* WHAT THE TASK ASKS *
Render every line of the data below as a Markdown table with the columns No and Line, numbering the rows in order and omitting blank lines.

(Data listing)
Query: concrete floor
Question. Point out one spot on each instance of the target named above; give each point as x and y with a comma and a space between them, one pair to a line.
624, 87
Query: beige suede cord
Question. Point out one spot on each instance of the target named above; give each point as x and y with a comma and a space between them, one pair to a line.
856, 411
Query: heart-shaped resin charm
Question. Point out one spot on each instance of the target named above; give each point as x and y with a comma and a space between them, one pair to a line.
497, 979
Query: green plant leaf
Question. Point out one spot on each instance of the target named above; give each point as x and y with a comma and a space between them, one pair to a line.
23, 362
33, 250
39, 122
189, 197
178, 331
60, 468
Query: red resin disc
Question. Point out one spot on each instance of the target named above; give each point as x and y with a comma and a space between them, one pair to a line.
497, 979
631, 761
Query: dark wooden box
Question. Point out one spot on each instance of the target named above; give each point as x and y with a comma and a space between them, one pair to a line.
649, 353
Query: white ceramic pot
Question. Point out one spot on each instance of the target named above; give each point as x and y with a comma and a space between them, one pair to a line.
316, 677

* RESPONSE TO THIS TASK *
| No | Line |
|---|---|
| 1 | Query: concrete floor |
| 2 | Question. Point out one spot on each instance of the target named above; give each point as x and y with a comma and a space between them, one pair to a line. |
| 3 | 624, 87 |
| 4 | Query: beige suede cord |
| 5 | Question. Point out one spot on each instance of the target named above; give each point as x and y with a comma and a space between them, one pair to a line. |
| 6 | 856, 411 |
| 7 | Query: heart-shaped resin charm |
| 8 | Question. Point out one spot on each instance of the target named above; give each point as x and y with a comma and a space between them, one pair to a line. |
| 9 | 497, 979 |
| 10 | Query: green plant leaf |
| 11 | Question. Point out one spot on each instance of the target named above; give each point as x and y with a comma and a space between them, one pair to a line. |
| 12 | 23, 362 |
| 13 | 33, 250 |
| 14 | 39, 122 |
| 15 | 189, 197 |
| 16 | 178, 331 |
| 17 | 60, 468 |
| 18 | Query: red resin disc |
| 19 | Question. Point out one spot on each instance of the target named above; give each point as x and y with a comma and a space between them, one pair to a line. |
| 20 | 497, 979 |
| 21 | 631, 761 |
| 22 | Query: dark wooden box |
| 23 | Question. Point out one spot on each instance of the target named above; give each point as x and y with a comma and a space between them, one pair to a line. |
| 24 | 649, 353 |
| 25 | Query: white ceramic pot |
| 26 | Question. Point out one spot on each instance of the target named above; give each point as x and y with a comma and a space between them, one pair to a line. |
| 27 | 316, 677 |